- Supplied material:
========================================

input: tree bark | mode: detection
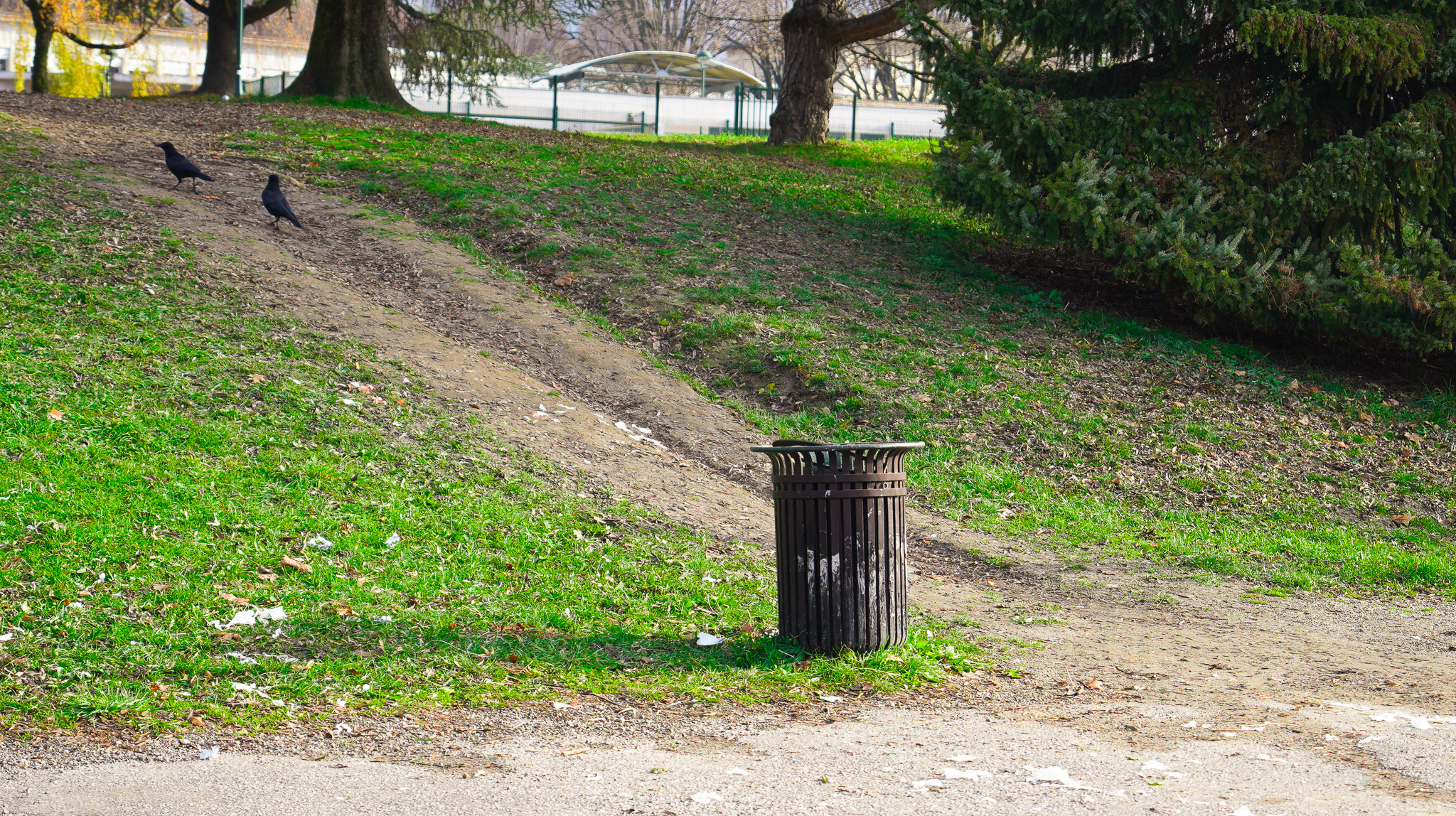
[769,0,846,144]
[192,0,243,96]
[769,0,939,144]
[25,0,55,93]
[188,0,293,96]
[284,0,409,107]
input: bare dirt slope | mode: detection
[0,95,1456,813]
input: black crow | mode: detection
[154,141,213,190]
[264,173,303,230]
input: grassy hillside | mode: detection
[0,122,984,729]
[225,107,1456,592]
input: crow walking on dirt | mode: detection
[264,173,303,230]
[154,141,213,190]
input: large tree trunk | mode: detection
[769,0,846,144]
[186,0,293,96]
[26,0,55,93]
[192,0,243,96]
[769,0,939,144]
[284,0,409,107]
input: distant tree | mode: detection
[914,0,1456,353]
[284,0,564,107]
[21,0,178,93]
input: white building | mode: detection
[0,14,309,96]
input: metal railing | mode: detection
[243,74,299,96]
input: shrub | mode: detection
[916,0,1456,353]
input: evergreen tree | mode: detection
[916,0,1456,353]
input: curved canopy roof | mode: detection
[542,51,764,87]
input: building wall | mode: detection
[0,14,309,96]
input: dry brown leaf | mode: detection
[278,556,313,571]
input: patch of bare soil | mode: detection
[0,95,1456,784]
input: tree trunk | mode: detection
[284,0,409,107]
[769,0,846,144]
[769,0,939,144]
[26,0,55,93]
[192,0,243,96]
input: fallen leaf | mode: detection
[278,556,313,571]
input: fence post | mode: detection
[235,0,243,96]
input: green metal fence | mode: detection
[243,74,299,96]
[732,85,779,135]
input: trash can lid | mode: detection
[749,439,924,453]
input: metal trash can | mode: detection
[750,439,924,655]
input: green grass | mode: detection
[218,111,1456,592]
[0,131,992,730]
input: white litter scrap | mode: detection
[611,419,667,451]
[1025,765,1086,788]
[1370,712,1456,731]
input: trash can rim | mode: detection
[749,442,924,453]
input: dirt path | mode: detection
[0,95,1456,813]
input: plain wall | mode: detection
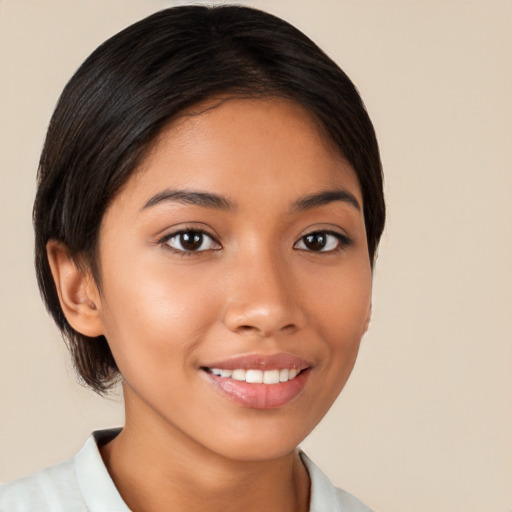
[0,0,512,512]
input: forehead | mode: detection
[114,98,362,212]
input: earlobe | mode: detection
[364,302,372,334]
[46,240,104,337]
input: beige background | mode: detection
[0,0,512,512]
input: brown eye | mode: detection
[165,230,220,252]
[294,231,350,252]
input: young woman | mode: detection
[0,6,384,512]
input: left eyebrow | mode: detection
[292,189,361,212]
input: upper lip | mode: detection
[201,353,311,371]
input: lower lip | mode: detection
[206,368,310,409]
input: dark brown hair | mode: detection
[34,5,385,394]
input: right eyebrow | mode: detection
[142,189,236,210]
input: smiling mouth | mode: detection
[203,368,304,384]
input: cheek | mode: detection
[98,263,218,377]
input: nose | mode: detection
[224,250,305,337]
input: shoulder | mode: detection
[0,429,124,512]
[300,452,372,512]
[0,460,87,512]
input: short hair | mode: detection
[33,5,385,394]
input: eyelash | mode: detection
[159,228,352,257]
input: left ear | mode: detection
[364,302,372,334]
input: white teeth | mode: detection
[231,370,246,380]
[209,368,300,384]
[245,370,263,384]
[263,370,279,384]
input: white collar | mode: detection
[73,428,339,512]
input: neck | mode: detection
[100,390,309,512]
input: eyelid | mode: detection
[157,226,222,256]
[293,228,353,254]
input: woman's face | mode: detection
[97,99,371,460]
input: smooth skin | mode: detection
[48,98,372,512]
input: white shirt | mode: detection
[0,429,371,512]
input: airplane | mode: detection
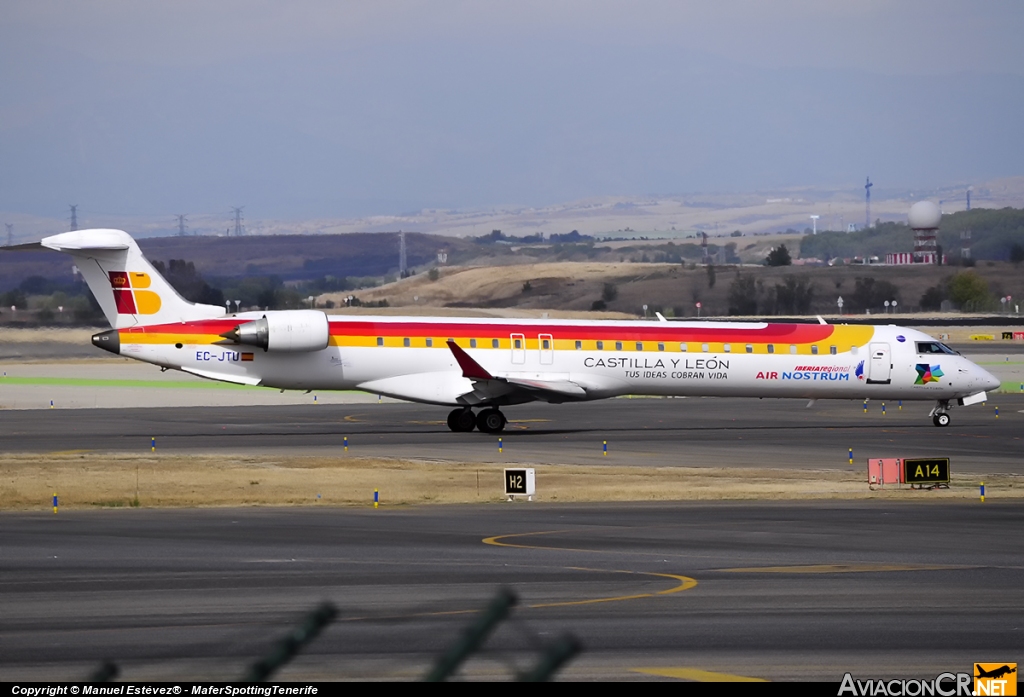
[12,229,999,433]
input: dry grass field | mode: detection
[0,452,1024,511]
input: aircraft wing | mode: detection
[447,341,587,404]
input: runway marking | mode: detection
[480,530,594,552]
[480,530,697,608]
[716,564,978,573]
[526,569,697,608]
[630,667,768,683]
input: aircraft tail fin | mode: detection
[40,229,225,330]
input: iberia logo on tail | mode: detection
[110,271,161,314]
[913,363,945,385]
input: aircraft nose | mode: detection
[977,367,1002,392]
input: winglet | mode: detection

========================================

Write out all of the material above again, switching every "detection" to "localization" and leaving everything else unchanged. Omit the pictures.

- Final result:
input: tree bark | mode: localization
[769,0,846,144]
[192,0,243,96]
[769,0,939,144]
[25,0,55,93]
[188,0,293,96]
[284,0,409,107]
input: bare dirt slope | mode: localization
[0,95,1456,813]
input: black crow | mode: localization
[154,141,213,190]
[264,173,303,230]
input: grassy hillside | mode: localization
[0,122,984,729]
[225,107,1456,592]
input: crow walking on dirt | mode: localization
[264,173,303,230]
[154,141,213,190]
input: large tree trunk | mode: localization
[769,0,846,144]
[186,0,293,96]
[26,0,55,93]
[192,0,243,96]
[769,0,939,144]
[284,0,409,107]
input: distant tree | mode: localization
[914,0,1456,353]
[284,0,564,107]
[21,0,178,93]
input: white building | mode: localization
[0,14,309,96]
input: metal railing | mode: localization
[243,74,299,96]
input: shrub | mode: localization
[916,0,1456,353]
input: evergreen tree | mode: localization
[916,0,1456,353]
input: curved canopy roof | mode: localization
[542,51,764,87]
input: building wall | mode: localization
[0,14,309,96]
input: dry brown leaf | mode: localization
[278,556,313,571]
input: patch of bare soil | mode: localization
[0,95,1456,784]
input: tree trunk | mode: localization
[284,0,409,107]
[769,0,846,144]
[769,0,939,144]
[26,0,55,93]
[192,0,243,96]
input: fallen leaf | mode: localization
[278,556,313,571]
input: fence post | mode: localization
[235,0,243,96]
input: green metal fence | mode: localization
[243,74,299,96]
[732,85,779,135]
input: trash can lid | mode: localization
[749,439,924,453]
input: metal trash can | mode: localization
[750,439,924,655]
input: green grass | mode: localization
[218,111,1456,592]
[0,131,992,730]
input: white litter scrap | mode: localization
[611,419,667,451]
[1025,765,1086,788]
[1370,712,1456,731]
input: trash can rim | mode: localization
[749,442,924,453]
input: dirt path | mode: localization
[0,95,1456,813]
input: plain wall | mode: localization
[0,0,512,512]
input: forehead | mode: localization
[114,98,362,212]
input: earlobe | mode: localization
[364,302,372,334]
[46,240,104,337]
input: beige background | mode: localization
[0,0,512,512]
input: brown eye | mode: localization
[165,230,220,252]
[294,231,350,252]
input: young woman | mode: localization
[0,6,384,512]
input: left eyebrow | mode: localization
[292,189,361,212]
input: upper lip | mode: localization
[201,353,311,371]
input: lower lip | mode: localization
[206,368,310,409]
input: dark brown hair | mode: localization
[34,5,385,394]
input: right eyebrow | mode: localization
[142,189,236,210]
input: smiling mouth | mode: localization
[203,368,304,384]
input: cheek | mode: localization
[98,263,218,377]
input: nose | mode: localization
[224,250,305,337]
input: shoulder | mode: localization
[0,429,124,512]
[300,452,372,512]
[0,460,87,512]
input: short hair | mode: localization
[33,5,385,394]
input: eyelash | mode: localization
[159,228,352,257]
input: left ear | mode: localization
[364,302,372,334]
input: white teeth | mode: localization
[231,370,246,380]
[209,368,300,384]
[245,370,263,384]
[263,370,279,384]
input: white collar | mode: localization
[73,428,339,512]
input: neck | mode: localization
[100,390,309,512]
input: eyelid | mode: localization
[157,226,222,256]
[293,228,353,254]
input: woman's face | mode: localization
[97,99,371,460]
input: smooth skin | mode: localization
[48,98,372,512]
input: white shirt | mode: localization
[0,429,371,512]
input: airplane | mode: localization
[12,229,999,433]
input: dry grass field | mode: localization
[0,452,1024,511]
input: aircraft wing | mode: localization
[447,341,587,404]
input: runway marking | mode: localization
[480,530,594,552]
[480,530,697,608]
[716,564,978,573]
[526,569,697,608]
[630,667,768,683]
input: aircraft tail fin | mode: localization
[40,229,225,330]
input: iberia logo on tail | mode: localization
[110,271,161,314]
[913,363,945,385]
input: aircraft nose | mode: localization
[977,367,1002,392]
input: winglet | mode: localization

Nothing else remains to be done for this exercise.